Jia Ning was in charge of the left section of the artwork. | IMAGE: MANDAI WILDLIFE GROUP

Joe, who was the first to start work on this piece, concentrated on the middle section of the artwork. | IMAGE: MANDAI WILDLIFE GROUP

Krystofer was assigned the right section of the artwork. | IMAGE: MANDAI WILDLIFE GROUP

Jia Ning, who works with invertebrates, has been with the Singapore Zoo for five years, starting off as a volunteer, before working at the wildlife park part-time, and then caring for the animals full-time. The 26-year-old nonchalantly proclaims that she has never been scared of invertebrates. "I grew up opposite a forest, so I've been used to catching bugs since I was a kid," she says, adding that her earliest memories of the zoo were of seeing Inuka (the first polar bear born in the tropics; it died in 2018), and getting scolded by her parents for refusing to leave even though the zoo was about to close. The Ngee Ann Polytechnic graduate holds a Diploma in Animation and 3D Arts; you can follow her artistic journey on Instagram.

Meanwhile, Krystofer, who also takes care of invertebrates, joined Mandai at the onset of the Covid-19 pandemic. The 31-year-old has been with the wildlife park for three years. As a kid, this animal lover would visit the zoo with his parents and siblings every weekend, and head straight to the reptile section where his favourite cobras and anacondas were. "I would just stare at them for a long time," he recalls. Check out the self-taught artist's work on his Instagram.

> _WORK ORDER 1_
Based on the text about the zookeeper artists, answer yes or no for each statement and quote the words that decide it. (a) Joe was the first to start work on the piece. (b) Krystofer has been with the wildlife park for five years. (c) Jia Ning has always been scared of invertebrates.
> _WORK ORDER 2_
Name every section of the artwork in the text about the zookeeper artists, along with the person who worked on it.
> _WORK ORDER 3_
Transcribe the text about the zookeeper artists from "Jia Ning, who" to "journey on Instagram.".
The items have nothing to do with the text about the zookeeper artists.

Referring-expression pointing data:
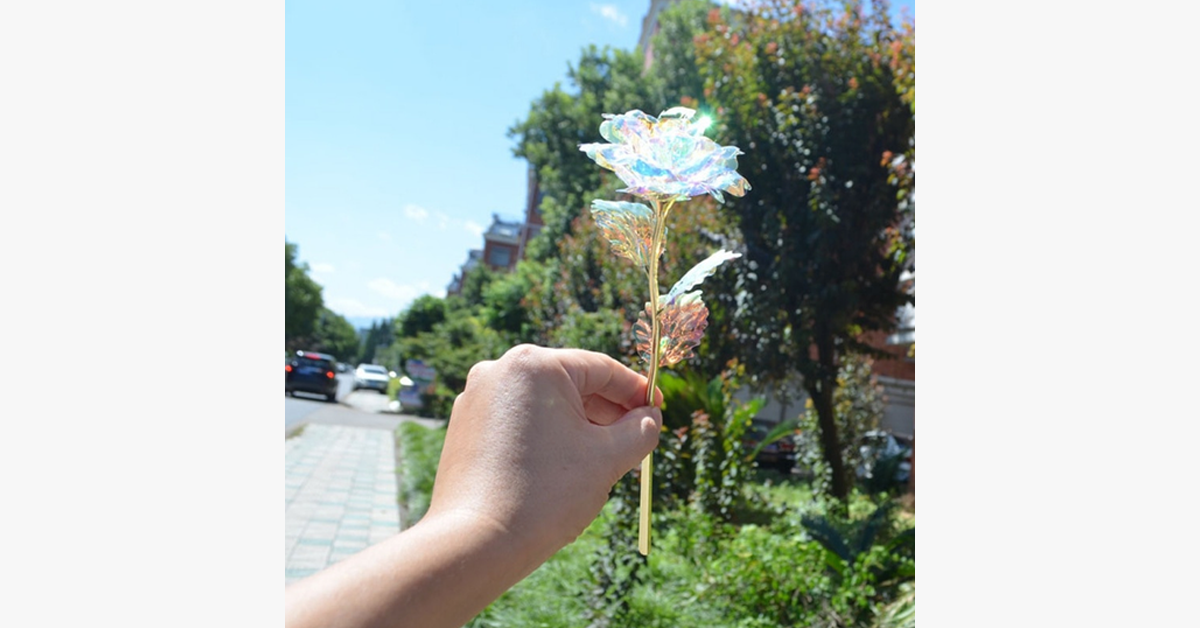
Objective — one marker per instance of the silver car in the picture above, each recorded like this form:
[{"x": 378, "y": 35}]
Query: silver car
[{"x": 371, "y": 376}]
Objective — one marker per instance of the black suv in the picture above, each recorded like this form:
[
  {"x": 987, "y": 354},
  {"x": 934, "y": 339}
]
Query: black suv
[{"x": 312, "y": 372}]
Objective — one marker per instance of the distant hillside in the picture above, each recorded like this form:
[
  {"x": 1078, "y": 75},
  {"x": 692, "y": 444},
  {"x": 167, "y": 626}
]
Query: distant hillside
[{"x": 364, "y": 322}]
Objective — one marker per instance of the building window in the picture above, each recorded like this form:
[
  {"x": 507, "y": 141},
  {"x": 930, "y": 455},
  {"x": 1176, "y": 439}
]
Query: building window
[{"x": 499, "y": 257}]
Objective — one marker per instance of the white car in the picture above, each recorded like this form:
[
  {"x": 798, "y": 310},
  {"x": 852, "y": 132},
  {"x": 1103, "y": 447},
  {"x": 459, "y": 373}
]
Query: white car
[{"x": 371, "y": 376}]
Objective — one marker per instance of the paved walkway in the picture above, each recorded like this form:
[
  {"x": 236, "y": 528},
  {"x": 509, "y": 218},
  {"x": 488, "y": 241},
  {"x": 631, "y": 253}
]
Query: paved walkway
[{"x": 341, "y": 495}]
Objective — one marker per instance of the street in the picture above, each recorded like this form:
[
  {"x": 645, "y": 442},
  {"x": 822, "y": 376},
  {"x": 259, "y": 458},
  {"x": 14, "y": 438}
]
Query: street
[{"x": 363, "y": 408}]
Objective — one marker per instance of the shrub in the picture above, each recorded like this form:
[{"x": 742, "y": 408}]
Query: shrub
[{"x": 420, "y": 449}]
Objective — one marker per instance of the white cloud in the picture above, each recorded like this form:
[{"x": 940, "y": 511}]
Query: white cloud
[
  {"x": 611, "y": 13},
  {"x": 473, "y": 227},
  {"x": 417, "y": 213},
  {"x": 399, "y": 292},
  {"x": 347, "y": 306}
]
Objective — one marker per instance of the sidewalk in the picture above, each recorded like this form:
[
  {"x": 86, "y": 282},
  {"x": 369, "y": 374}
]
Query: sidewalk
[{"x": 340, "y": 494}]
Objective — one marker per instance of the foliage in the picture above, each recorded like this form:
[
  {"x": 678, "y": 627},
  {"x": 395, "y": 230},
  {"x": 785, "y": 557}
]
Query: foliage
[
  {"x": 335, "y": 335},
  {"x": 815, "y": 94},
  {"x": 420, "y": 449},
  {"x": 858, "y": 408},
  {"x": 301, "y": 301},
  {"x": 423, "y": 315},
  {"x": 558, "y": 121},
  {"x": 702, "y": 455},
  {"x": 450, "y": 335},
  {"x": 376, "y": 339}
]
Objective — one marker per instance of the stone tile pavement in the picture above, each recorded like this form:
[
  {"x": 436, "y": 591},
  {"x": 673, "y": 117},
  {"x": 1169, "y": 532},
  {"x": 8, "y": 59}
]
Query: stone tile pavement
[{"x": 340, "y": 492}]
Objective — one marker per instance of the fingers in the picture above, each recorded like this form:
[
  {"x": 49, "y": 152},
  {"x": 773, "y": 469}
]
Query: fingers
[
  {"x": 634, "y": 436},
  {"x": 595, "y": 374}
]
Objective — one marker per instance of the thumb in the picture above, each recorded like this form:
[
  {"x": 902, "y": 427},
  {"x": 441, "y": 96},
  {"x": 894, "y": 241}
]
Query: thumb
[{"x": 634, "y": 436}]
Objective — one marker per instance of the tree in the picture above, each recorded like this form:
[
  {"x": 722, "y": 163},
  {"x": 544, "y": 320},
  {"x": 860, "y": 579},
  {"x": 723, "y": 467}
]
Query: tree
[
  {"x": 822, "y": 103},
  {"x": 301, "y": 301},
  {"x": 423, "y": 315},
  {"x": 378, "y": 335},
  {"x": 335, "y": 335}
]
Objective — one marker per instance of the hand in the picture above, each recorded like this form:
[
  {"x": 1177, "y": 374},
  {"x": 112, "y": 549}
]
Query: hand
[
  {"x": 538, "y": 440},
  {"x": 535, "y": 443}
]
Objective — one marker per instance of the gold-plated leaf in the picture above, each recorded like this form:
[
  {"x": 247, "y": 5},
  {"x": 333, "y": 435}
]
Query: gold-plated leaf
[
  {"x": 683, "y": 320},
  {"x": 629, "y": 227},
  {"x": 701, "y": 271}
]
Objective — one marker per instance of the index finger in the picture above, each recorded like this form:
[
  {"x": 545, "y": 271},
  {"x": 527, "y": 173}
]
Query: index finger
[{"x": 595, "y": 374}]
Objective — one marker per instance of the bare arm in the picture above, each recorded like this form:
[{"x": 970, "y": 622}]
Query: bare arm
[{"x": 534, "y": 444}]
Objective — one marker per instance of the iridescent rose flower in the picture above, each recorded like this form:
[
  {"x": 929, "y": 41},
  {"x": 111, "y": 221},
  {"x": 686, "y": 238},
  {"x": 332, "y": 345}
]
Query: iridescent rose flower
[{"x": 667, "y": 157}]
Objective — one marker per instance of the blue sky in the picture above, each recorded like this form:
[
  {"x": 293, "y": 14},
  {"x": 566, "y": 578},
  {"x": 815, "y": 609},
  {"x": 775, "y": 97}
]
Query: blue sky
[{"x": 396, "y": 118}]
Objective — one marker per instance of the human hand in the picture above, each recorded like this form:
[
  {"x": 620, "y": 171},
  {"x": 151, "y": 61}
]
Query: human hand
[{"x": 538, "y": 438}]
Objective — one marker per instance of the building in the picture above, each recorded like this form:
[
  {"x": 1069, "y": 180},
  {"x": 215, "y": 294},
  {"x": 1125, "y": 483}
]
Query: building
[
  {"x": 898, "y": 375},
  {"x": 505, "y": 241}
]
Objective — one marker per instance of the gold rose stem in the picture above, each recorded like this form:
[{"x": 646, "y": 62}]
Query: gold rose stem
[{"x": 647, "y": 480}]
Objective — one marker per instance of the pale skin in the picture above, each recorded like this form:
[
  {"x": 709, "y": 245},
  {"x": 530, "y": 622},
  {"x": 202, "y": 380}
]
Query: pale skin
[{"x": 535, "y": 442}]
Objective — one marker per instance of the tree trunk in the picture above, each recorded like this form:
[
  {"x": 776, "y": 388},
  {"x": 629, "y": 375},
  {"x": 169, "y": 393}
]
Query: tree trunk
[{"x": 821, "y": 390}]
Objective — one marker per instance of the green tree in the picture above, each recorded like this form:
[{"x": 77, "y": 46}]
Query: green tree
[
  {"x": 558, "y": 121},
  {"x": 820, "y": 99},
  {"x": 377, "y": 336},
  {"x": 423, "y": 315},
  {"x": 335, "y": 335},
  {"x": 301, "y": 301}
]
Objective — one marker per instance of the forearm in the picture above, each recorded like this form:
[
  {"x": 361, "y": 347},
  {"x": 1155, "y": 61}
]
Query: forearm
[{"x": 439, "y": 573}]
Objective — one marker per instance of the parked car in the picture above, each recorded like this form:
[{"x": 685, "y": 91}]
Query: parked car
[
  {"x": 311, "y": 372},
  {"x": 882, "y": 450},
  {"x": 779, "y": 455},
  {"x": 371, "y": 376}
]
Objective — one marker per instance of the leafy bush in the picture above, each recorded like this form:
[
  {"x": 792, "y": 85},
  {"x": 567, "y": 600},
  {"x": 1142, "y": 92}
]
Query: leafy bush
[
  {"x": 420, "y": 449},
  {"x": 703, "y": 459}
]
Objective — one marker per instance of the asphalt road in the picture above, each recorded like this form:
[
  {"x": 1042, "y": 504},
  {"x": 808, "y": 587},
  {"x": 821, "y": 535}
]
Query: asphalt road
[{"x": 363, "y": 408}]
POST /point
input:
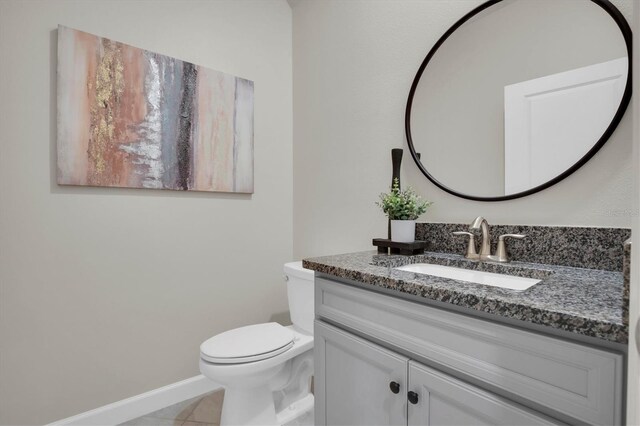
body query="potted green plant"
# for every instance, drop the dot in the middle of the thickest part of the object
(402, 208)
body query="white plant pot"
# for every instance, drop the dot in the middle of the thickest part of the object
(403, 231)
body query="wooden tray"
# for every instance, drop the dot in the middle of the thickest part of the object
(407, 249)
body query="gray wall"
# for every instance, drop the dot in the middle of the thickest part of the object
(108, 293)
(354, 62)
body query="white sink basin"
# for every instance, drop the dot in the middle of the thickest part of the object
(478, 277)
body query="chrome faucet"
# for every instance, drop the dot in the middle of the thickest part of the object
(485, 246)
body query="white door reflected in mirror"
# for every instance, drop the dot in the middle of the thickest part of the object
(549, 122)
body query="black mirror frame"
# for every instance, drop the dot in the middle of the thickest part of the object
(622, 23)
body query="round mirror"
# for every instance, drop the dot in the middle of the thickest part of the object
(519, 94)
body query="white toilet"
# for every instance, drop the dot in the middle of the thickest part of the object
(266, 368)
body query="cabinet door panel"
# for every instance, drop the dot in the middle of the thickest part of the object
(576, 380)
(444, 400)
(352, 378)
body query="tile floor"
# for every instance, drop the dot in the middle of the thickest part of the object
(200, 411)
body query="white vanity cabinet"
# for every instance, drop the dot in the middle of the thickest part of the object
(450, 368)
(361, 383)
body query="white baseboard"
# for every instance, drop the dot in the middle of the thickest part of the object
(139, 405)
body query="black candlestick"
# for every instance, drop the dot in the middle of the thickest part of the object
(396, 160)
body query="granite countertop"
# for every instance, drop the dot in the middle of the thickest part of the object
(588, 302)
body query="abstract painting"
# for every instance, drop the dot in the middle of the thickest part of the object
(132, 118)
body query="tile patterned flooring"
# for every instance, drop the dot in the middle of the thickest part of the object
(199, 411)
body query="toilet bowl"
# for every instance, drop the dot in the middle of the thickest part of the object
(266, 369)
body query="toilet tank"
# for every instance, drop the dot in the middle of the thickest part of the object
(300, 295)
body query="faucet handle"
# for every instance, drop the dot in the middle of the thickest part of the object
(471, 248)
(501, 253)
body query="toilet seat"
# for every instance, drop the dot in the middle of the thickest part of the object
(247, 344)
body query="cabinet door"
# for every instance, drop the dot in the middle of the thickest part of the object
(444, 400)
(353, 381)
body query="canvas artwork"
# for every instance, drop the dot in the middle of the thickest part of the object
(132, 118)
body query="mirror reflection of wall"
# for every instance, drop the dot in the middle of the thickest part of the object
(458, 110)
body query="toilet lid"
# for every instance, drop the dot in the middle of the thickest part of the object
(247, 344)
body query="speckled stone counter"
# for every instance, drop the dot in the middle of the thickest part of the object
(588, 302)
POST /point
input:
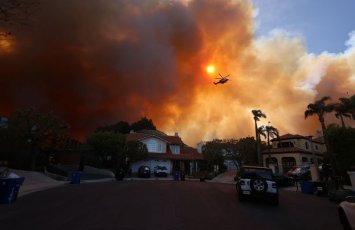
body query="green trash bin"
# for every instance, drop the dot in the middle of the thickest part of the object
(75, 177)
(307, 187)
(9, 188)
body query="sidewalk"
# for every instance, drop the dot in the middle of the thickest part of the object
(36, 181)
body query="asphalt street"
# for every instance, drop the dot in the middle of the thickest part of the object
(163, 205)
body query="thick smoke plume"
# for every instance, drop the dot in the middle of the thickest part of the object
(99, 62)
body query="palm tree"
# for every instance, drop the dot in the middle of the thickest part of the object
(267, 132)
(319, 108)
(349, 103)
(341, 110)
(257, 115)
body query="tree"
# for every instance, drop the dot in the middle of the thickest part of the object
(319, 108)
(109, 148)
(341, 140)
(257, 114)
(349, 104)
(15, 12)
(143, 123)
(240, 151)
(267, 132)
(41, 132)
(341, 111)
(120, 127)
(213, 154)
(114, 152)
(135, 151)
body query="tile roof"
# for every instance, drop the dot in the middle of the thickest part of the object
(319, 140)
(297, 136)
(138, 136)
(289, 136)
(285, 150)
(170, 156)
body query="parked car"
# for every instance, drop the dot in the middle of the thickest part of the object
(346, 211)
(160, 171)
(257, 182)
(144, 171)
(283, 181)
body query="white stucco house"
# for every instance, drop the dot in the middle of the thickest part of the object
(165, 150)
(291, 150)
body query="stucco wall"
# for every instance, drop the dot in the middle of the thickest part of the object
(151, 164)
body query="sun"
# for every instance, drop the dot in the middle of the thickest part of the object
(210, 69)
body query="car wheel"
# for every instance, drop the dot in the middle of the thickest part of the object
(275, 200)
(258, 185)
(343, 219)
(241, 197)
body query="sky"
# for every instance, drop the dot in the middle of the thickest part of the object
(324, 24)
(95, 63)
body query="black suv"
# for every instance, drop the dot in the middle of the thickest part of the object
(254, 181)
(144, 171)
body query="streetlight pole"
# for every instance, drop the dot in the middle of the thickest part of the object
(315, 174)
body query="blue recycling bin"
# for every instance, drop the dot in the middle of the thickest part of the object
(9, 188)
(176, 175)
(75, 177)
(307, 187)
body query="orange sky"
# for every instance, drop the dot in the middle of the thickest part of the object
(99, 62)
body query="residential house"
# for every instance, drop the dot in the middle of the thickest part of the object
(291, 150)
(165, 150)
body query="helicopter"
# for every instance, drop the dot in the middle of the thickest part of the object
(222, 79)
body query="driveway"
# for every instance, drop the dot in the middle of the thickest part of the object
(159, 204)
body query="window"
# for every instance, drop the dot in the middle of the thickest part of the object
(285, 145)
(154, 146)
(175, 149)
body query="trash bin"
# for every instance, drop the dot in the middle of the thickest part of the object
(176, 175)
(307, 187)
(75, 177)
(182, 176)
(321, 188)
(9, 188)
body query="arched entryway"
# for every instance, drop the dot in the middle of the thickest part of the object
(288, 163)
(272, 161)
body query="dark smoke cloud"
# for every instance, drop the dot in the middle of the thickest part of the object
(98, 62)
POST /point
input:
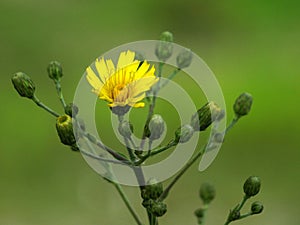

> _TASK ANSWER 1_
(a) Yes: "Joe, who was the first to start work on this piece"
(b) No: "The 31-year-old has been with the wildlife park for three years."
(c) No: "she has never been scared of invertebrates"

> _TASK ANSWER 2_
Left section: Jia Ning
Middle section: Joe
Right section: Krystofer

> _TASK ANSWER 3_
Jia Ning, who works with invertebrates, has been with the Singapore Zoo for five years, starting off as a volunteer, before working at the wildlife park part-time, and then caring for the animals full-time. The 26-year-old nonchalantly proclaims that she has never been scared of invertebrates. "I grew up opposite a forest, so I've been used to catching bugs since I was a kid," she says, adding that her earliest memories of the zoo were of seeing Inuka (the first polar bear born in the tropics; it died in 2018), and getting scolded by her parents for refusing to leave even though the zoo was about to close. The Ngee Ann Polytechnic graduate holds a Diploma in Animation and 3D Arts; you can follow her artistic journey on Instagram.